[PROBLEM STATEMENT] Search the entries for the word "veterinarian". Copy each line in which it is found.

===== RECORD EXTRACTS

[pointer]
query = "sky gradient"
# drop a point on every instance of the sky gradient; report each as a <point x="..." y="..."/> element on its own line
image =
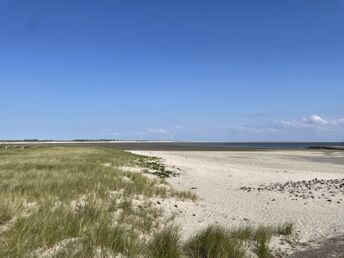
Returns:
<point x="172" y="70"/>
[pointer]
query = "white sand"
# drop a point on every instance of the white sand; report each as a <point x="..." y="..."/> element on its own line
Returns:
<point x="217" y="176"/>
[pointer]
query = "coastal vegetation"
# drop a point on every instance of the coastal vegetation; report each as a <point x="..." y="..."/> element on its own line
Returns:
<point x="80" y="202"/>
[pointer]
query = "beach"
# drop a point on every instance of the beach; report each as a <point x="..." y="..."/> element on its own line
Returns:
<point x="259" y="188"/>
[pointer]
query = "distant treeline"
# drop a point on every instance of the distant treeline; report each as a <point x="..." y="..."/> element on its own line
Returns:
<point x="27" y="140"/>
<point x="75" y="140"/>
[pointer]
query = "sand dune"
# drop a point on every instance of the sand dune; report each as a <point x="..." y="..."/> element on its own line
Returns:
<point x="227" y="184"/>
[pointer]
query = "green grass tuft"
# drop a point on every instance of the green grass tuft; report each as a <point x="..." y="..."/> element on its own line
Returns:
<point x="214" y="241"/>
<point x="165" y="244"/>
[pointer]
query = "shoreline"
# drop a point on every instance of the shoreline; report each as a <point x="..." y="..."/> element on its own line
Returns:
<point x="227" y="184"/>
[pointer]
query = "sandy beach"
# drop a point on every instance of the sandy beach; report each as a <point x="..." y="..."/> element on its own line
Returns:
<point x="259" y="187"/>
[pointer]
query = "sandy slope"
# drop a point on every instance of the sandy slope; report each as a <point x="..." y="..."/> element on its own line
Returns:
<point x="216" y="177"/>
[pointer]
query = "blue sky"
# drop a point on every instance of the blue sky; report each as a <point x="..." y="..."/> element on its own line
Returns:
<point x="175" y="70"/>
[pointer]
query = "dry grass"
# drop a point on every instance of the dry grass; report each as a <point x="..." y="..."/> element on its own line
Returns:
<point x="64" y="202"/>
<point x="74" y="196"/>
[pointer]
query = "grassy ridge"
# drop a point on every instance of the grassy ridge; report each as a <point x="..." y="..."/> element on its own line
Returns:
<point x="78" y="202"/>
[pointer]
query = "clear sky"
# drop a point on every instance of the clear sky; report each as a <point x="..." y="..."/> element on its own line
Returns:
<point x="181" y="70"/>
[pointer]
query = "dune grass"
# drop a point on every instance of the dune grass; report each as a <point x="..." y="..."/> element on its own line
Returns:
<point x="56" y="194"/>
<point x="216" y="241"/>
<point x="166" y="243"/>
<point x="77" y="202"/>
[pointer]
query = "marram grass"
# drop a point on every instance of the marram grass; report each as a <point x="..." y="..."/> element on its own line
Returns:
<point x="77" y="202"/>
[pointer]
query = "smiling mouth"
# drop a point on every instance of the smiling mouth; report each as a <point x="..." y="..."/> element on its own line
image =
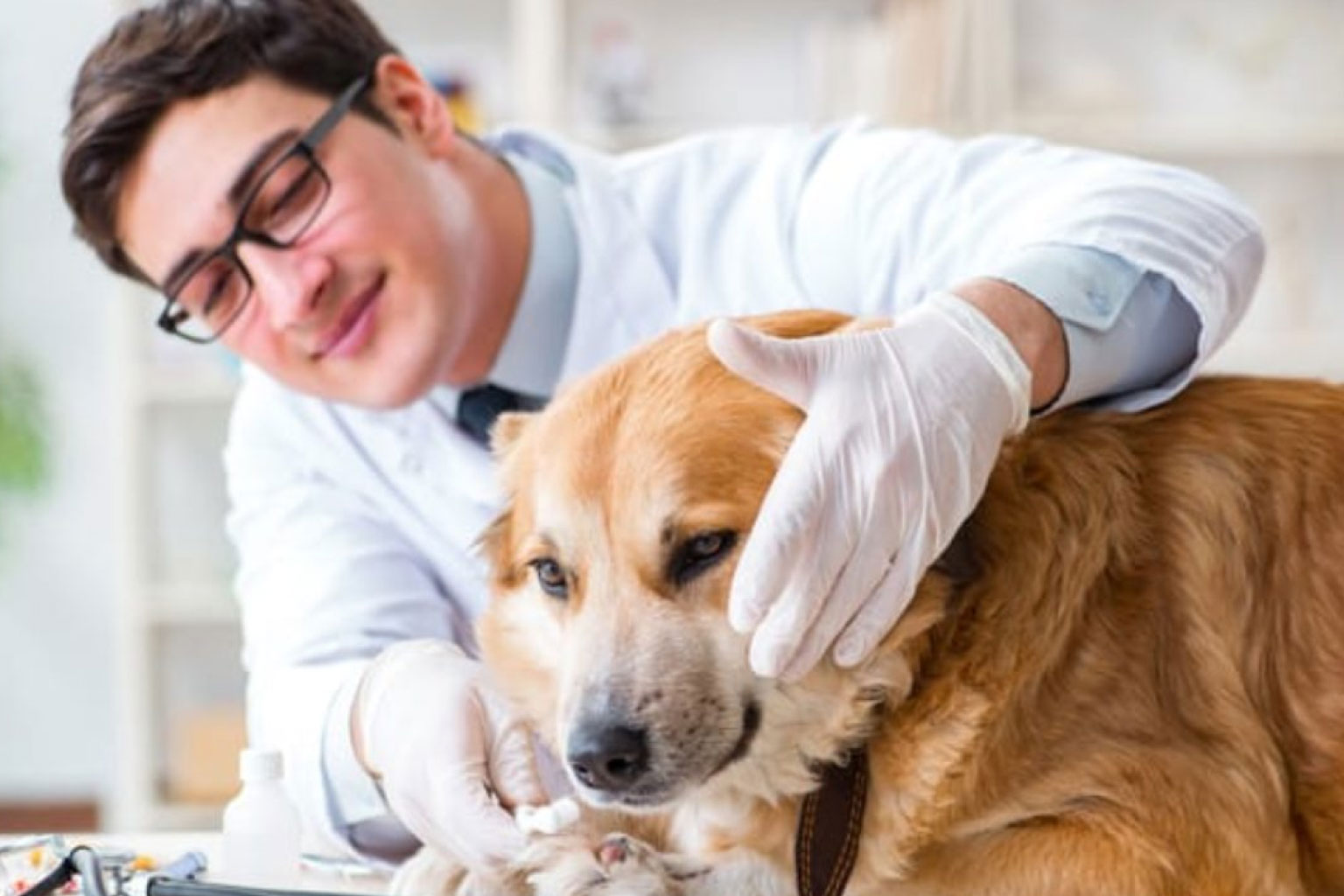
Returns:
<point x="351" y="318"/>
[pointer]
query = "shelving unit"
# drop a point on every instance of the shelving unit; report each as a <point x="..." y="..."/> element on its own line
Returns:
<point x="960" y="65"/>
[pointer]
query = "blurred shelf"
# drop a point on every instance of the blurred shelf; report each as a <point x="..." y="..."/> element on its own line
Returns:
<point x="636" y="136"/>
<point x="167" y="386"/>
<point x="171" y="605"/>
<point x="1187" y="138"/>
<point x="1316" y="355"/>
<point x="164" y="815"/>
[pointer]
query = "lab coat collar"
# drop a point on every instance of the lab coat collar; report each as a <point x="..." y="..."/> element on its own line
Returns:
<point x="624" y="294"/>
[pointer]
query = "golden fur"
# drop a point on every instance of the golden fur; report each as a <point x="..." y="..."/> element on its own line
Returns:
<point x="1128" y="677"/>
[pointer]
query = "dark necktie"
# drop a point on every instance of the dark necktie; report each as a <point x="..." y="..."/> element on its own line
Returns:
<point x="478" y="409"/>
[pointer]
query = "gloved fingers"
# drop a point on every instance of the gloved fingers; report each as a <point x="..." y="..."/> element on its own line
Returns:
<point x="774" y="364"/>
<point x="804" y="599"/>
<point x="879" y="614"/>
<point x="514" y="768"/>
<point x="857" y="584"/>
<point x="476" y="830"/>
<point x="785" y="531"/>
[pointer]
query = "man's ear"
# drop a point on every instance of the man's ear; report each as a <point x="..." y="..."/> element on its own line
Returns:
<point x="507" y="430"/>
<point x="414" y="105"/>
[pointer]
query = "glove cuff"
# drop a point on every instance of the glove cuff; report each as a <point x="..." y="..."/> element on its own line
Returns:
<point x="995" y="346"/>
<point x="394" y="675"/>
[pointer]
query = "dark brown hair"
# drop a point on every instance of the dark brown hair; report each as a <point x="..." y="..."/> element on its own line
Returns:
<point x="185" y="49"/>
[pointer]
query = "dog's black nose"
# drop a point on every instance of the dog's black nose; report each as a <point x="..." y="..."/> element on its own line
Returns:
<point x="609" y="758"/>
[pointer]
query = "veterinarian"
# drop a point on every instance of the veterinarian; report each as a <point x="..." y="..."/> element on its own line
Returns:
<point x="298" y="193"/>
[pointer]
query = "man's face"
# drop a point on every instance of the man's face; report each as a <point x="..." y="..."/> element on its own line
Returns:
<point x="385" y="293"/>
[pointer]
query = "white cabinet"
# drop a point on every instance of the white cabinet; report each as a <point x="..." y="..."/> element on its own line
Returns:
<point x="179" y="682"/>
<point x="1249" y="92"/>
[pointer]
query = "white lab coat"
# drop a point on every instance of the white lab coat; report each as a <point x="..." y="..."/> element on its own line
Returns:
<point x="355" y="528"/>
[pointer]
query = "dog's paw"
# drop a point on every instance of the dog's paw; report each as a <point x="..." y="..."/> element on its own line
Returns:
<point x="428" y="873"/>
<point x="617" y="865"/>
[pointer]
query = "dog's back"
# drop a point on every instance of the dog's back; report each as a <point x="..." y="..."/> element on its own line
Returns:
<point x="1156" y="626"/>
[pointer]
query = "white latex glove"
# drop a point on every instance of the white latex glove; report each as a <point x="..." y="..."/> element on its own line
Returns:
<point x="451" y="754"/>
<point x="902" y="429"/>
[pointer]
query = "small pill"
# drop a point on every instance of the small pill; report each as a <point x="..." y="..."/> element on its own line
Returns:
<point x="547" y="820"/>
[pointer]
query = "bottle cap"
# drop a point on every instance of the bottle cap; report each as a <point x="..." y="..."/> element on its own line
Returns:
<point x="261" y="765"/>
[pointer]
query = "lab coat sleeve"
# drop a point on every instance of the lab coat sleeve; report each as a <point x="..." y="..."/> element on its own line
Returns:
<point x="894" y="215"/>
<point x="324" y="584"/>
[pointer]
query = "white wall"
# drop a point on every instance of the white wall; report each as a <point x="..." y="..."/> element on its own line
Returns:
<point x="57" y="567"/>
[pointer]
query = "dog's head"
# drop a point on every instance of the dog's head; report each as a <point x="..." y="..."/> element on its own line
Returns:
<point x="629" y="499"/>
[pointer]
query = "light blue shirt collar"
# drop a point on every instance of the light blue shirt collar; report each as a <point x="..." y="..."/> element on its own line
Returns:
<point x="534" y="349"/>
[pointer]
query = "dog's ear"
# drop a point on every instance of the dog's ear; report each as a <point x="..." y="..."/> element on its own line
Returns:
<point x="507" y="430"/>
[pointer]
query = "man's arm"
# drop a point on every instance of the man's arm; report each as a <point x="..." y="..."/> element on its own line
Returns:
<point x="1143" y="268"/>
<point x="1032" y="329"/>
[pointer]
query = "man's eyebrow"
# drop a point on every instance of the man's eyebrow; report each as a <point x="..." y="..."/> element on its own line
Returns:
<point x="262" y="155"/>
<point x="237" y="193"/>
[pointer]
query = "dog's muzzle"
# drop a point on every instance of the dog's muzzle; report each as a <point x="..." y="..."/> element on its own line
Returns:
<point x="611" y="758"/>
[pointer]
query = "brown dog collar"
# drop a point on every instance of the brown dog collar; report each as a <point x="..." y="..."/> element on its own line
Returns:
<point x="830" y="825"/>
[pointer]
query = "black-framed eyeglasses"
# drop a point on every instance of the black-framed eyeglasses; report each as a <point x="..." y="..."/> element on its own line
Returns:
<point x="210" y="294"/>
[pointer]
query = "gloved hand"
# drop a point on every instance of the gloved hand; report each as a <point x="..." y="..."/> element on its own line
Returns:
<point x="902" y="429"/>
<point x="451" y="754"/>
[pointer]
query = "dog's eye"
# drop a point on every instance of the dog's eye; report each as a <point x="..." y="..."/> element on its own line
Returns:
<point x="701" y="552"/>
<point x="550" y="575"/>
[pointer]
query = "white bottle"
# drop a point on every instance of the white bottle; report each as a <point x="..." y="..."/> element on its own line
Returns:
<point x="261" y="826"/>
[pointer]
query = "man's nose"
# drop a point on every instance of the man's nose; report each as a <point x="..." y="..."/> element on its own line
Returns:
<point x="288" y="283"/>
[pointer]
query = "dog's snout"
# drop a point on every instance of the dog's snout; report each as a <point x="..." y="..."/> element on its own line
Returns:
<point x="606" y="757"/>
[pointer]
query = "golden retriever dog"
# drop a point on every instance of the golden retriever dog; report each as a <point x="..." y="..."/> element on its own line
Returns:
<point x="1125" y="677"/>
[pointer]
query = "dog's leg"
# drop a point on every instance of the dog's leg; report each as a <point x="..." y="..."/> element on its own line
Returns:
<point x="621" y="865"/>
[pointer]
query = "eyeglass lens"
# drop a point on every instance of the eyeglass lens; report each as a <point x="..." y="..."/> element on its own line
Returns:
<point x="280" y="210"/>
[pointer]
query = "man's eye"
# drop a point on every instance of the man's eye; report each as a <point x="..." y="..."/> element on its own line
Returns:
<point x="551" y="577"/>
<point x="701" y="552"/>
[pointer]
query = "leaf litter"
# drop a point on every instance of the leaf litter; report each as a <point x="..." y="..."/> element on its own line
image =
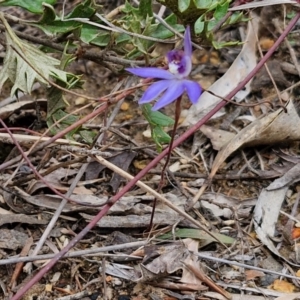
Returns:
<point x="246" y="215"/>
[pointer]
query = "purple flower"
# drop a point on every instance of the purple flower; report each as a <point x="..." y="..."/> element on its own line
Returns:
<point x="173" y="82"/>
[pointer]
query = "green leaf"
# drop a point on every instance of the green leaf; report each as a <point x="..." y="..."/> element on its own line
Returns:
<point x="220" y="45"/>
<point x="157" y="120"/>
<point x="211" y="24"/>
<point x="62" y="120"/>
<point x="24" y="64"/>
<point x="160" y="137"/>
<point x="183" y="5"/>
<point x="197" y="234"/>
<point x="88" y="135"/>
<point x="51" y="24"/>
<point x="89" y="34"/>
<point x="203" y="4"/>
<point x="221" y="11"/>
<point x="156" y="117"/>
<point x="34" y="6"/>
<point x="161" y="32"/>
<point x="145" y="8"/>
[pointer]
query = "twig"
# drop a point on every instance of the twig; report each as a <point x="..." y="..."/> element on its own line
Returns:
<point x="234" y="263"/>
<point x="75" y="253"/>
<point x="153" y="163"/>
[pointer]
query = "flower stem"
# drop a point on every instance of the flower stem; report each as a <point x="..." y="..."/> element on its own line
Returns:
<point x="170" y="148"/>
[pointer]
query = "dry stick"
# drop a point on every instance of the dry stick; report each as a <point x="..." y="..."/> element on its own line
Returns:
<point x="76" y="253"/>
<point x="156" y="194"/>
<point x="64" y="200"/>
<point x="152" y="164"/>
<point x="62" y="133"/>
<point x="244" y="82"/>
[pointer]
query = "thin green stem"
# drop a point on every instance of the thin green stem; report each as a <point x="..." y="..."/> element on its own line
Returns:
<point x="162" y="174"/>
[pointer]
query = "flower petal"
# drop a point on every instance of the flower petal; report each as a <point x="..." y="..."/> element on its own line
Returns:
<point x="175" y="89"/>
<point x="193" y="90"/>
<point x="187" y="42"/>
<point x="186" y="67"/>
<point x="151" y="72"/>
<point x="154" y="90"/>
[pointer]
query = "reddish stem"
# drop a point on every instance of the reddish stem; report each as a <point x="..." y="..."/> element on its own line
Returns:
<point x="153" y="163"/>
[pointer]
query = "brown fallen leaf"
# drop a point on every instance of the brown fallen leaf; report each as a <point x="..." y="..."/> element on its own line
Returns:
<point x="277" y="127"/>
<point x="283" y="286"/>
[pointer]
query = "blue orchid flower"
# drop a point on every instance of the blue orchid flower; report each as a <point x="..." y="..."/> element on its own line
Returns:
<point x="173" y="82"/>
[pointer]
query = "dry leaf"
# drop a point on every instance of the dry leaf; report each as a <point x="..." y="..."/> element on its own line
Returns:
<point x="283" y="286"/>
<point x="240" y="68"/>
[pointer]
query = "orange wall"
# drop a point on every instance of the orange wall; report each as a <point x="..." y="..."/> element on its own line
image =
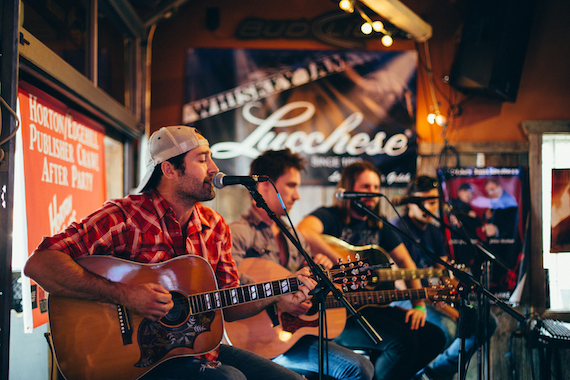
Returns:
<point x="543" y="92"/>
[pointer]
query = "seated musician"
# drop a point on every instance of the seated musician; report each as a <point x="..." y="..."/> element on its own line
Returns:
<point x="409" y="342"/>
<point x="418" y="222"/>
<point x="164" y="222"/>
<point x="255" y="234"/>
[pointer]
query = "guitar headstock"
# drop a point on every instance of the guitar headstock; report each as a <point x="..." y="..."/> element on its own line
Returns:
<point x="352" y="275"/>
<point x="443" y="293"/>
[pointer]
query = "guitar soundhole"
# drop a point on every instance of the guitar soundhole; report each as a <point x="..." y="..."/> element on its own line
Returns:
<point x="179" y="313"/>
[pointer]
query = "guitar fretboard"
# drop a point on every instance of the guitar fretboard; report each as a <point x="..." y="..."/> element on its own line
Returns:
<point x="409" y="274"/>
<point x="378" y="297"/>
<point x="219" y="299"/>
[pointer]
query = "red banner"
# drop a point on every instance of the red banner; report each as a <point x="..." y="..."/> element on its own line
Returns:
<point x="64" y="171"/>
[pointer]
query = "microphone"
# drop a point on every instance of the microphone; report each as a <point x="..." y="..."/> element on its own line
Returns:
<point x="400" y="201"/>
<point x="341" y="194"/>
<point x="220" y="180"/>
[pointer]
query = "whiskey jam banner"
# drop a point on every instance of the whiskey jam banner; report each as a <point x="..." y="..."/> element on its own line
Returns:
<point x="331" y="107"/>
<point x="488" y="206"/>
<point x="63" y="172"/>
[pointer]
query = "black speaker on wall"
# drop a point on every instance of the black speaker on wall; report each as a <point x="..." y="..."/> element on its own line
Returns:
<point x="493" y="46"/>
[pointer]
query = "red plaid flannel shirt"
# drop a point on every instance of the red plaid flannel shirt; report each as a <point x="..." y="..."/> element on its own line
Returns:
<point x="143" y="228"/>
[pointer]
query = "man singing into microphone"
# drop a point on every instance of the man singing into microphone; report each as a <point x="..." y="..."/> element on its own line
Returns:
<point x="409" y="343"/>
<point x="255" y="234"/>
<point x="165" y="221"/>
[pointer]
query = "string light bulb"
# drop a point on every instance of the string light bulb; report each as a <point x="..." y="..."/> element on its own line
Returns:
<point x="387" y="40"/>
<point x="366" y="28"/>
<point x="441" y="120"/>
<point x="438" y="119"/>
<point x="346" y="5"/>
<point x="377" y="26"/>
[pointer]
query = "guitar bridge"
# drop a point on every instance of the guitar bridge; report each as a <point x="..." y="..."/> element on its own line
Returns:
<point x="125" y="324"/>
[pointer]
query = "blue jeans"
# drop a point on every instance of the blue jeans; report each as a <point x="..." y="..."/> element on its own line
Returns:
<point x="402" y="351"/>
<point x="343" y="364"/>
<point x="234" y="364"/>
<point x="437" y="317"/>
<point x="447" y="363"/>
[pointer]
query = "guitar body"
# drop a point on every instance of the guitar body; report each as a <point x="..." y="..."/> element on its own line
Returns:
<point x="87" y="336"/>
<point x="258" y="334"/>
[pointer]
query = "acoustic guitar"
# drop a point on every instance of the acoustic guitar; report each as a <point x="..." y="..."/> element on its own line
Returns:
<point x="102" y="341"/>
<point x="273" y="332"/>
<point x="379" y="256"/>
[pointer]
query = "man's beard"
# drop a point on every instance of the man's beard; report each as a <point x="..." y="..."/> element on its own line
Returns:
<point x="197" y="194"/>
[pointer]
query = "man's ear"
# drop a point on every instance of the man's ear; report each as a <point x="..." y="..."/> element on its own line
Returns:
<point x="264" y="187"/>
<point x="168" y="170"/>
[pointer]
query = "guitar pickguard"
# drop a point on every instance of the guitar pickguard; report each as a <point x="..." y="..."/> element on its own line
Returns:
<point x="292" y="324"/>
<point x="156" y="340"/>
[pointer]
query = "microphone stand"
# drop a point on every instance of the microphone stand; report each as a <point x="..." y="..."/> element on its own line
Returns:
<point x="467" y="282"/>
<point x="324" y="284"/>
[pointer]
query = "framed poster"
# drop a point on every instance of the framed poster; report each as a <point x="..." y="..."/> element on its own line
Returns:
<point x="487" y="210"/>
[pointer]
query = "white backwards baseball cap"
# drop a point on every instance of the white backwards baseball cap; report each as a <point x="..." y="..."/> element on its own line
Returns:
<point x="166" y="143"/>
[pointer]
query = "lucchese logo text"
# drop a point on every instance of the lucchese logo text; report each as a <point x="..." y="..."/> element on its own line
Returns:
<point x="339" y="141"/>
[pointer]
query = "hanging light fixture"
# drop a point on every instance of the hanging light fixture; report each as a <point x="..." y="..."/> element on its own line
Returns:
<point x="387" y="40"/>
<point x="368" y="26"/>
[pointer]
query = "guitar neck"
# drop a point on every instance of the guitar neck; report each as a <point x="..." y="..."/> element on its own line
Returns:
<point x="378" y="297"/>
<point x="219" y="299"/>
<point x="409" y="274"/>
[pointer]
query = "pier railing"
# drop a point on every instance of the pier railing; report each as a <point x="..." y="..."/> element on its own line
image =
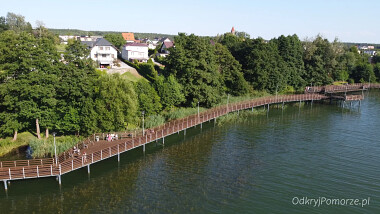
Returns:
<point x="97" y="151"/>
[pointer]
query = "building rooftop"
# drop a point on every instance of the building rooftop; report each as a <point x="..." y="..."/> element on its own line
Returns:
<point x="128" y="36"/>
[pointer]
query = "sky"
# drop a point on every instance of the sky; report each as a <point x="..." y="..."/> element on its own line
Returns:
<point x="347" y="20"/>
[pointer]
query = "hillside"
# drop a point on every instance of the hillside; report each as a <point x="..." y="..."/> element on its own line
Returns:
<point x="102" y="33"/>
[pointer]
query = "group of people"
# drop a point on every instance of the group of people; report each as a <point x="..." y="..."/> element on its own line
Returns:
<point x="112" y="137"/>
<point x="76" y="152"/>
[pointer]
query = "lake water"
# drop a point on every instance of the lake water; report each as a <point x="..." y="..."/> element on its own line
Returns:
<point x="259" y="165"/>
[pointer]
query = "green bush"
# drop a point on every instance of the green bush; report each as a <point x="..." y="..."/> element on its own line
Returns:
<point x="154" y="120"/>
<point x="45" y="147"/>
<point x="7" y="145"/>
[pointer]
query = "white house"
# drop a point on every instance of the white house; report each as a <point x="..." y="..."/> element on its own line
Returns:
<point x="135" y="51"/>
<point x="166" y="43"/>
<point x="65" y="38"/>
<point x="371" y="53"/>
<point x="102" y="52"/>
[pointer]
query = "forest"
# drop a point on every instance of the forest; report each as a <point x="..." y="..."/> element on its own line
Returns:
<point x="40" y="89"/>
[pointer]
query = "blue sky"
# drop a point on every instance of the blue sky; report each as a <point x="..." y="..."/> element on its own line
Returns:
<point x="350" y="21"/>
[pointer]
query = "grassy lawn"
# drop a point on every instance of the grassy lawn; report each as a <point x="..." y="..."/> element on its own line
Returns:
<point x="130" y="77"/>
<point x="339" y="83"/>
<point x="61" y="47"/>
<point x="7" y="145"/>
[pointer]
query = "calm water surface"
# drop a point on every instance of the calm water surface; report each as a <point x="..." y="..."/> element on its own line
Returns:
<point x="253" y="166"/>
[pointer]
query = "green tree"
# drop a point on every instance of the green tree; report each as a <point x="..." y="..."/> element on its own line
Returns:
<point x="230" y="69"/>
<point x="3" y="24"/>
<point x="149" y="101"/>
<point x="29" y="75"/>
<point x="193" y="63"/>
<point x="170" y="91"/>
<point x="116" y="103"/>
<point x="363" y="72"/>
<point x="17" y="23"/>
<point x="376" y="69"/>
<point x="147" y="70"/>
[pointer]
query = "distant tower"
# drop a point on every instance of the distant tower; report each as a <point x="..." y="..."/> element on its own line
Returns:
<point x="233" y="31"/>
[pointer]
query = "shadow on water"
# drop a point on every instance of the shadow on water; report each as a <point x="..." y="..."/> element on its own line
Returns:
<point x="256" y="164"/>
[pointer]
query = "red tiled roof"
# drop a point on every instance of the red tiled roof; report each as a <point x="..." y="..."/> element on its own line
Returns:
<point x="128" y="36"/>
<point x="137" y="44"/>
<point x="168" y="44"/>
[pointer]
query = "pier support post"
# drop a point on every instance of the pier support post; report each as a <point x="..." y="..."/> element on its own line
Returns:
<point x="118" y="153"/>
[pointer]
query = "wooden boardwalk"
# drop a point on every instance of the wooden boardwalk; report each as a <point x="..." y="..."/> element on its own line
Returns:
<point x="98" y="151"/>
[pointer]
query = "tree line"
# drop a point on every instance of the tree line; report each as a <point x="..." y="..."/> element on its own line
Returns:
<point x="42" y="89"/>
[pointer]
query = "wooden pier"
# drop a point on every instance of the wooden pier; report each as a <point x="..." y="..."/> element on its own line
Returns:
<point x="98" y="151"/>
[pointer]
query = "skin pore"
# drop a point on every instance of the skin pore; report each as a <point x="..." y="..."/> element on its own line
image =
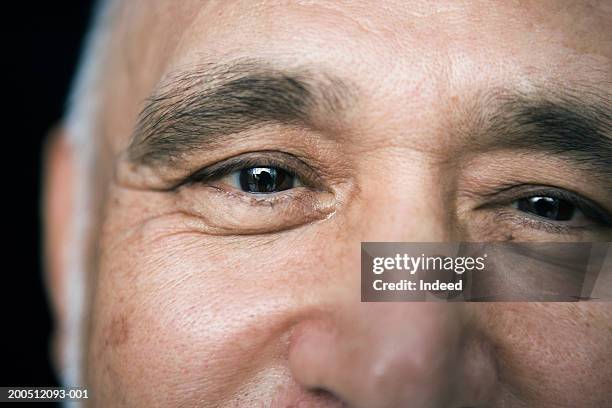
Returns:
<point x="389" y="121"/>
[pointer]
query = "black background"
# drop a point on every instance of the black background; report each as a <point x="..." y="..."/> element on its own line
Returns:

==========

[OUTPUT BELOW]
query = "veterinarian"
# drop a point on every instance of the veterinarian; report each as a <point x="..." y="..."/> element on its own line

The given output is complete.